Tarefas a fazer –
**1.** Liste tudo o que, segundo o trecho, a convenção do calendário serve para orientar.
**2.** Responda com base no trecho:
(a) A quem o texto se dirige logo na primeira palavra?
(b) Que ano, segundo o trecho, não se encerra hoje?
(c) Em outro universo, em que momento o ciclo poderia começar com mais propriedade?

Trecho para ler –
########################################

Senhores, lamento decepcioná-los mas, diante das circunstâncias, sou obrigado a informá-los que, a despeito da expectativa geral, 2020 não se encerra hoje. Nem acabará tão cedo.
Há indícios no calendário de que certo ciclo astronômico findaria hoje, mas é mera convenção para orientar balanços de empresas, planos plurianuais de governos e cobradores ávidos por nos encurralar.
Em outro universo, o mesmo ciclo poderia iniciar-se, com mais propriedade, em algum dos solstícios, e não em um ponto qualquer do inverno ou do verão.

########################################

Material recebido –
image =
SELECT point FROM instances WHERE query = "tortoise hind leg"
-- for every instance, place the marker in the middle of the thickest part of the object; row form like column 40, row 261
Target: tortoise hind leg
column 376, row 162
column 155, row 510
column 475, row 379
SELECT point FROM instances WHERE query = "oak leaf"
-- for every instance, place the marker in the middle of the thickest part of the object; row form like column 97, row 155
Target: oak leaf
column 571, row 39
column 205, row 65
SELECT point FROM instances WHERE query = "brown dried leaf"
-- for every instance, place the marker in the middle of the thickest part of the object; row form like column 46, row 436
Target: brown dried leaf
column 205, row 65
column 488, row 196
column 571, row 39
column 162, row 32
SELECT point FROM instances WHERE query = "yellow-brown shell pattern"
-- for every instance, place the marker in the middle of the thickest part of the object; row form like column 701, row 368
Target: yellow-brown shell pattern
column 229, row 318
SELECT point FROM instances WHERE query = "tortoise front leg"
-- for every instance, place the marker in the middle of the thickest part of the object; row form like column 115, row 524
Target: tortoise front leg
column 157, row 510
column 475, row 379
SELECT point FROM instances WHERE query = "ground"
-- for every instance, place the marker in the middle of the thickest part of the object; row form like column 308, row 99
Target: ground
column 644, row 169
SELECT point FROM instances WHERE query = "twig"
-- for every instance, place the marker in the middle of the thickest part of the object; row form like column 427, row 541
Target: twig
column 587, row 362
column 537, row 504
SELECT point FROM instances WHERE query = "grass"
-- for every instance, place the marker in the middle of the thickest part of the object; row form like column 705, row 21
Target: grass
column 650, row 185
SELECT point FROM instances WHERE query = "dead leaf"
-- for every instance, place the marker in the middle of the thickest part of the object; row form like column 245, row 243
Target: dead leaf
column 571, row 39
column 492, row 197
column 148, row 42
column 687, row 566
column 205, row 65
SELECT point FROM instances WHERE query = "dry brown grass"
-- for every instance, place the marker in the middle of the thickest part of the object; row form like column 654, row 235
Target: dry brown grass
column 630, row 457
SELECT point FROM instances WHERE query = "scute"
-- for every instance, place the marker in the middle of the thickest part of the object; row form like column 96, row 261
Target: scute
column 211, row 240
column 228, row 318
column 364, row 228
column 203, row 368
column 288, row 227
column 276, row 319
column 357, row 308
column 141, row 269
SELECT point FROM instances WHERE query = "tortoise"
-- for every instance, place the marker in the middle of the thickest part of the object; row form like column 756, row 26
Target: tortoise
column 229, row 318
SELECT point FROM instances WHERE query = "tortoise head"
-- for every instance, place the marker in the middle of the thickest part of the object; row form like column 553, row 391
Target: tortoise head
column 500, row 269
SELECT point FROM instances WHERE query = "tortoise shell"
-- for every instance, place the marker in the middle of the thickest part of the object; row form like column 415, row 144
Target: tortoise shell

########################################

Respostas por tarefa –
**1.**
- balanços de empresas
- planos plurianuais de governos
- cobradores ávidos por nos encurralar

**2.**
(a) Aos senhores.
(b) 2020.
(c) Em algum dos solstícios.